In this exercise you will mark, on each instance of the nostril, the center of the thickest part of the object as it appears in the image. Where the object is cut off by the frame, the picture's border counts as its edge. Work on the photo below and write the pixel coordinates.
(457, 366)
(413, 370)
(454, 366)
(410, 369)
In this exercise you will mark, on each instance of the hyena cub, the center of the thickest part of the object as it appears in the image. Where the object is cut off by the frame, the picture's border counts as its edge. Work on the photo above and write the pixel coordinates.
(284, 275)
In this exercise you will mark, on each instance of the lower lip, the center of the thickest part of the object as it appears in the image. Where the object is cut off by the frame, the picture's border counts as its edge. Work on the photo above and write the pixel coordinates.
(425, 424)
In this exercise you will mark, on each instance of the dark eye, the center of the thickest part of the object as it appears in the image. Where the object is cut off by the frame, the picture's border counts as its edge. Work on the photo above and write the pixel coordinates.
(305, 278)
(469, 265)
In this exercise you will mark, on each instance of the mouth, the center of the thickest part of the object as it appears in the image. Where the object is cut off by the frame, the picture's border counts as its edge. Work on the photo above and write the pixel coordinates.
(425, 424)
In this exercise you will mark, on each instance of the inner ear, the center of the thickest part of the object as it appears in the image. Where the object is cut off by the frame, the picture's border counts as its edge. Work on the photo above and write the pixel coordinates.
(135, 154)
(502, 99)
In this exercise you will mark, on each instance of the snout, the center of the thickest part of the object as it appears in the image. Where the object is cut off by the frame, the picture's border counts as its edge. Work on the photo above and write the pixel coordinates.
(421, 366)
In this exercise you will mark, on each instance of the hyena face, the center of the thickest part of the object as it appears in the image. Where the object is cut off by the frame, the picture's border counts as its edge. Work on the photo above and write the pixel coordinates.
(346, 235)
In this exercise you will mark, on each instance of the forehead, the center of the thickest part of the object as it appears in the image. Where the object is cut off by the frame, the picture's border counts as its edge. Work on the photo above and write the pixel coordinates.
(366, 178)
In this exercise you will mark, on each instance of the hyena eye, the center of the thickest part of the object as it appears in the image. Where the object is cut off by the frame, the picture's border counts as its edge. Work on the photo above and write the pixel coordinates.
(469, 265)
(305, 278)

→ **The task**:
A word-for-word transcription of the data above is required.

→ **Task result**:
In this exercise you will mark, on each instance of the nostril, the center of the thickest part of the object as it appears in the image. Where the object is cut off by the frame, the picture's border counts as its edge. Work on the photo below and write the pixel coordinates.
(457, 366)
(413, 370)
(454, 366)
(410, 369)
In this exercise you will mark, on each instance of the hyena cub, the center of the thickest part of the object as it appears in the image. Where the object is cut off by the frame, the picture's border counts as its edge. Work on the photo above and write the pixel coordinates.
(284, 275)
In this exercise you will mark, on each instance of the lower lip, the center of the thickest part of the object as it appears in the image. Where the object is cut off by the frame, the picture's border counts as its edge. Work on the photo above and write the pixel coordinates.
(425, 424)
In this exercise you will mark, on each instance of the dark eye, the center of the thickest part of the object as it appears in the image. Where the object is cut off by the frame, the picture's border counts as its edge. Work on the photo above and write the pixel coordinates.
(305, 278)
(469, 265)
In this exercise you will mark, on each instance of the mouth, the center of the thickest part of the object as it appears in the image. Where the object is cut off by the frame, the picture's border counts as its edge. Work on the photo above and write the pixel coordinates.
(425, 424)
In this exercise you will mark, on each instance of the inner ear, the center of the thickest part of the object as it appears in the image. Where the object is cut off by the frame, the picture's border counts as its edge. Work on the photo above and write the pixel coordinates.
(135, 154)
(502, 99)
In this exercise you will mark, on each instance of the snout, the center of the thickest part of the object as it appears in the image. Where the object is cut off by the frame, the picture's border counts as its edge. Work on the photo above and write the pixel coordinates.
(421, 366)
In this exercise you will mark, on each instance of the hyena face, the center of the thickest part of the object as it appears in the image. Where the object is cut off by the frame, the picture's border counts as its edge. Work on the photo above and write the pixel coordinates.
(346, 235)
In this exercise you will mark, on each instance of the forehead, the center of the thickest part of the object as it appears in the image. Where the object is cut off by the frame, the picture's border counts as its edge. Work on the photo above and write the pixel coordinates.
(366, 178)
In this exercise you will mark, on each instance of the hyena eye, the center of the thickest part of the object as it appears in the image. Where the object is cut off by the frame, the picture's border counts as its edge. Work on the photo above and write the pixel coordinates.
(469, 265)
(305, 278)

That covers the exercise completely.